-- Begin --

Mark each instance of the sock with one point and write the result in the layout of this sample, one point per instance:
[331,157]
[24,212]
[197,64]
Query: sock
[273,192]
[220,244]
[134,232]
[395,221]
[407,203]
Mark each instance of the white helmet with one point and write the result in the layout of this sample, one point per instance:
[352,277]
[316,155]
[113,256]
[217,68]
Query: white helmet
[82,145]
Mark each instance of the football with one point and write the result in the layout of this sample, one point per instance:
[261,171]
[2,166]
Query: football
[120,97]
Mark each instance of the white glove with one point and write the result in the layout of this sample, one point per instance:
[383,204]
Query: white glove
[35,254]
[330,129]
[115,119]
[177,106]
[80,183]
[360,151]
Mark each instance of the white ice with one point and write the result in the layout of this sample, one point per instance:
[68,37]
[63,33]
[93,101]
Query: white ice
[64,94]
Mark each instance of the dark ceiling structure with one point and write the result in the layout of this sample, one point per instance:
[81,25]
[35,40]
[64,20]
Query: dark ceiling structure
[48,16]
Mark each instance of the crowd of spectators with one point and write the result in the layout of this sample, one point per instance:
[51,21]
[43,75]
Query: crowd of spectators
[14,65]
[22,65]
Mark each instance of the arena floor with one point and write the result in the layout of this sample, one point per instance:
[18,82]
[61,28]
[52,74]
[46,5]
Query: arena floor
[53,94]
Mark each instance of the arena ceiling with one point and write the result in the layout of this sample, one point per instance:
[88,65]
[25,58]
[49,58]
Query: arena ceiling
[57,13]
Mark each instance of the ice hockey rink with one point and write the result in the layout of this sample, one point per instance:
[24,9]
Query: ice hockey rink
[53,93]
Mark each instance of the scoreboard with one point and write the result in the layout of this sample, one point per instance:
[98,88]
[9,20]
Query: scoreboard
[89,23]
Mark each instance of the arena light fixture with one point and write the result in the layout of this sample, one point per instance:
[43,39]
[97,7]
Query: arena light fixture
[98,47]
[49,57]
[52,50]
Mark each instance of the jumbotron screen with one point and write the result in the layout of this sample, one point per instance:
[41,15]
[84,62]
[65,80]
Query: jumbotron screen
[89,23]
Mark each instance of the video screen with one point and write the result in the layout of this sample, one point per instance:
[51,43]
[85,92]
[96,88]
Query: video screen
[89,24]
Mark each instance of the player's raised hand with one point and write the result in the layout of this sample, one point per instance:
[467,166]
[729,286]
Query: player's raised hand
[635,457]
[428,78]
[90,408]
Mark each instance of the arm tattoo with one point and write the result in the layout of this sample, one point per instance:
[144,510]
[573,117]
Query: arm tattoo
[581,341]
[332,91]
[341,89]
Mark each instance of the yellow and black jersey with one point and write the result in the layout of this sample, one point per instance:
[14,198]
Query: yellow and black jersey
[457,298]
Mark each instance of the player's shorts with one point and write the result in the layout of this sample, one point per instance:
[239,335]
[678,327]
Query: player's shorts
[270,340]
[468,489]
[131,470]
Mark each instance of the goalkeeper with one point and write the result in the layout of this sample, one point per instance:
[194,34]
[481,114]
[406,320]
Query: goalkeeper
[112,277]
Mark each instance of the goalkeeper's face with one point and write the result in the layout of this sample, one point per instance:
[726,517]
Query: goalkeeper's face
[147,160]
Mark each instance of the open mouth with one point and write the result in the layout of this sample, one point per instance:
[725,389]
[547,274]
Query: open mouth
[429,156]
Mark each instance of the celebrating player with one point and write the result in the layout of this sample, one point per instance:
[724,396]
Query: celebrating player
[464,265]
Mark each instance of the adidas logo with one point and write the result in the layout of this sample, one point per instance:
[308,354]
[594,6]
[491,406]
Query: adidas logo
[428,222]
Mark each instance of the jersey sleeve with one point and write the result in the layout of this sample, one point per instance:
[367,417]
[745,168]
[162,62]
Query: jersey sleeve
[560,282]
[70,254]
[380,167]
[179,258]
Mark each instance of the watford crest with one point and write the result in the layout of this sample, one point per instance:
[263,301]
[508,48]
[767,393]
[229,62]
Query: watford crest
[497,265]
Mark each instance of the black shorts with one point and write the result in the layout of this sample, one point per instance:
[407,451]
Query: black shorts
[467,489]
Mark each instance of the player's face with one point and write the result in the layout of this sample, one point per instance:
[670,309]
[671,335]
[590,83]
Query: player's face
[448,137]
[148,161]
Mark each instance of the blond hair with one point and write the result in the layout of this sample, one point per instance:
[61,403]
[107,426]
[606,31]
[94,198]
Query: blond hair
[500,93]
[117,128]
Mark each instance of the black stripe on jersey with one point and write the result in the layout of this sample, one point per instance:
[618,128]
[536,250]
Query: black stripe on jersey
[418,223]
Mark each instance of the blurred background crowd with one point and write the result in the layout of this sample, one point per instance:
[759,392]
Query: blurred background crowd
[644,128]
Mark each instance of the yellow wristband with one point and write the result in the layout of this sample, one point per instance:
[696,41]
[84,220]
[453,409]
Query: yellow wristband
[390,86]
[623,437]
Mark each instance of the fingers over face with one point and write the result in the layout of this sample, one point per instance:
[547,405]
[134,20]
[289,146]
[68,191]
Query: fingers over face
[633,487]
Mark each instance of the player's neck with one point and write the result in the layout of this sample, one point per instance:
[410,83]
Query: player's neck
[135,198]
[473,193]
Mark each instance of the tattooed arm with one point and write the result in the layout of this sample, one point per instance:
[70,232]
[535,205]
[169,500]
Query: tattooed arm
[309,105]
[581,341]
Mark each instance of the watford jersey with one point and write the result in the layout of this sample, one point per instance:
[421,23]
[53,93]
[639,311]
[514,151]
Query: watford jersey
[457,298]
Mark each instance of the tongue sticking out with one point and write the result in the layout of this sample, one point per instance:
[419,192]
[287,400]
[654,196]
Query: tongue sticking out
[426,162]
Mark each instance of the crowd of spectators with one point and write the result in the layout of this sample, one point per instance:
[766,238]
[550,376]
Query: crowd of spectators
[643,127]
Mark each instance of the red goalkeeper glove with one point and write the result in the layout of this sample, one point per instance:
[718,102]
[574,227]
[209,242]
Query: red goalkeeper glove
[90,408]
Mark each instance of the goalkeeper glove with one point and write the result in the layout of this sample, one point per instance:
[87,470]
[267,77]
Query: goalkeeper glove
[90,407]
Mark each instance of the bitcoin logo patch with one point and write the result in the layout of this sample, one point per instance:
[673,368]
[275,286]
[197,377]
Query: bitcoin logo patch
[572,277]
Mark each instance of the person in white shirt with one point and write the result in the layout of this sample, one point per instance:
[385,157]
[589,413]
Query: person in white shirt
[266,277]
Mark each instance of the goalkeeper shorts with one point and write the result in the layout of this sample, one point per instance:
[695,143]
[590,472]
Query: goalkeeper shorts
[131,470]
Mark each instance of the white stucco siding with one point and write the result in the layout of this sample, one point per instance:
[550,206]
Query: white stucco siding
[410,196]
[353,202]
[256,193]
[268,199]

-- End --

> Work to do: Write out every record, exactly as written.

> Full solution:
Mark each instance of the sock with one point and write the result in the layout of this sample, one point per instance:
[331,157]
[24,212]
[197,64]
Query: sock
[273,192]
[220,244]
[134,232]
[395,221]
[407,203]
Mark each instance of the white helmet with one point and write the result in the layout of this sample, one point per instance:
[352,277]
[316,155]
[113,256]
[217,68]
Query: white helmet
[82,145]
Mark each instance of the football with one point and write the result in the layout of this sample, one point per instance:
[261,171]
[2,166]
Query: football
[120,97]
Mark each instance of the white glove with one point and write the result in the layout of this sample, one point per instance:
[383,204]
Query: white glove
[35,254]
[330,129]
[115,119]
[177,106]
[80,183]
[360,151]
Mark each instance of the white ice with one point and write the result in the layout of this sample, one point per instance:
[68,37]
[63,33]
[93,101]
Query: white ice
[64,94]
Mark each instance of the dark ceiling structure with one point and write the result in the layout of this sample, one point per instance:
[81,25]
[35,40]
[64,20]
Query: dark ceiling structure
[48,16]
Mark each instance of the crowd of spectators with one point and write the result in the layout of this sample, one point per instance:
[51,21]
[43,75]
Query: crowd of spectators
[14,65]
[22,65]
Mark each instance of the arena floor with one point and write the result in the layout of this sample, one point per instance:
[18,82]
[61,28]
[52,74]
[46,5]
Query: arena floor
[53,94]
Mark each instance of the arena ceiling with one point and write the result in the layout of this sample, one point per instance:
[88,65]
[25,58]
[49,58]
Query: arena ceiling
[57,13]
Mark each instance of the ice hockey rink with one point and write the result in the layout of this sample, one point per instance:
[24,9]
Query: ice hockey rink
[53,93]
Mark each instance of the scoreboard with one point and write the result in the layout of this sample, one point per instance:
[98,88]
[9,20]
Query: scoreboard
[89,23]
Mark each instance of the arena light fixture with one point and write the result in the layout of this sample, one point per instance:
[43,39]
[97,7]
Query: arena light fixture
[98,47]
[49,57]
[52,50]
Mark each instance of the jumbotron screen with one point and write the result in the layout of this sample, one point per instance:
[41,15]
[84,62]
[65,80]
Query: jumbotron screen
[89,23]
Mark each instance of the video screen with one point and write the result in the layout of this sample, one point per instance:
[51,43]
[85,92]
[96,88]
Query: video screen
[89,24]
Mark each instance of the player's raised hand with one point and write the result in the layout of this sample, one point per instance:
[467,166]
[729,286]
Query: player's raised hand
[635,457]
[428,78]
[90,408]
Mark each instance of the arm tattoo with one point and write the result in the layout of this sample, one point per instance:
[144,510]
[573,117]
Query: arm tattoo
[581,341]
[332,91]
[341,89]
Mark each instance of the yellow and black jersey with one point and write the result in the layout of this sample, one point per instance:
[14,198]
Query: yellow and black jersey
[457,298]
Mark each instance of the player's shorts with one point and write the result in the layout of this sample, one point per instance:
[239,335]
[678,327]
Query: player's shorts
[270,340]
[468,489]
[131,470]
Mark each instance of the goalkeeper with one point and write the result in the layout of this sample, one point per instance:
[194,34]
[481,114]
[406,320]
Query: goalkeeper
[112,277]
Mark each instance of the goalkeeper's face with one point and write the result in the layout of this sample, one point per instance:
[726,517]
Query: goalkeeper's face
[147,160]
Mark each instance of the open mouth with one point and write the result in the layout of this sample, one point per instance:
[725,389]
[547,274]
Query: open mouth
[429,156]
Mark each instance of the celebrating player with one point and write the result in the layout of this sample, one point per instance:
[724,396]
Query: celebrating player
[464,265]
Mark each instance of the adidas logo with one point and write the result in the layout of this sample, one point per instance:
[308,354]
[594,6]
[491,406]
Query: adidas logo
[428,222]
Mark each instance of the jersey sleeve with one point and write the result in the layout of this sample, one point per instance:
[367,417]
[745,168]
[162,62]
Query: jersey sleeve
[560,282]
[70,254]
[380,167]
[179,258]
Mark each instance of the watford crest with one point and write the result in the layout of this sample, one point per instance:
[263,301]
[508,48]
[767,393]
[229,62]
Query: watford crest
[497,265]
Mark each instance of the black shorts with one point and write the result in the layout of this sample, one point per instance:
[407,451]
Query: black shorts
[467,489]
Mark each instance of the player's face with one point and write the result in the layout of this sample, one point per instance:
[670,309]
[671,335]
[590,83]
Query: player's face
[448,137]
[148,161]
Mark each instance of the blond hair with one point and write the result in the layout of this sample, one point per instance:
[61,403]
[107,426]
[606,31]
[94,198]
Query: blond hair
[500,93]
[117,128]
Mark each instance of the black stripe on jersey with one point and write the result in the layout of this sample, one point per instance:
[618,128]
[536,250]
Query: black stripe on jersey
[418,223]
Mark each instance of the blurred background crowd with one point and write the result in the layout of this sample, one point per instance:
[759,392]
Query: blurred background crowd
[644,128]
Mark each instance of the yellow wristband with one point and write the result in the layout of this sample, one point per instance:
[696,41]
[84,220]
[453,409]
Query: yellow wristband
[390,86]
[623,437]
Mark each instance of the fingers over face with one point and write the result in the layout of this sample, one point per instance:
[547,405]
[134,20]
[289,146]
[68,191]
Query: fingers over face
[633,487]
Mark each instance of the player's neck with one point and write the result in the layout of this sample, one point per instance:
[410,83]
Query: player's neck
[135,198]
[473,193]
Mark each instance of the tattooed arm with one point and write the result in the layout of this sample, one point per instance:
[70,232]
[535,205]
[169,500]
Query: tattooed arm
[309,105]
[581,341]
Mark each instance of the watford jersey with one point and write the result in the layout of this sample, one point per instance:
[421,23]
[53,93]
[639,311]
[514,151]
Query: watford jersey
[457,298]
Mark each instance of the tongue sticking out with one point and write the result in the layout of this sample, one point per instance:
[419,192]
[287,400]
[654,196]
Query: tongue sticking out
[426,162]
Mark each instance of the crowd of spectators with one point and write the result in the layout of this sample, one point per instance:
[766,238]
[550,376]
Query: crowd of spectators
[643,127]
Mark each instance of the red goalkeeper glove with one point and write the result in the layout of this sample, one point per instance:
[718,102]
[574,227]
[209,242]
Query: red goalkeeper glove
[90,408]
Mark each instance of the goalkeeper glove with one point and write the result in the layout of this sample, one point per instance:
[87,470]
[267,77]
Query: goalkeeper glove
[90,407]
Mark each instance of the bitcoin logo patch with one point and write the result in the layout of this sample, one point per instance:
[673,368]
[275,286]
[197,377]
Query: bitcoin logo patch
[572,277]
Mark each instance of the person in white shirt with one point and write the result in the layout of this sample, one point per instance:
[385,157]
[589,413]
Query: person in white shirt
[266,277]
Mark each instance of the goalkeeper shorts with one point and write the result in the layout of this sample, one point per instance:
[695,143]
[590,472]
Query: goalkeeper shorts
[131,470]
Mark each instance of the white stucco siding with one point and write the result in the layout of this sample, one point per instance:
[550,206]
Query: white stucco siding
[410,196]
[353,202]
[256,193]
[268,199]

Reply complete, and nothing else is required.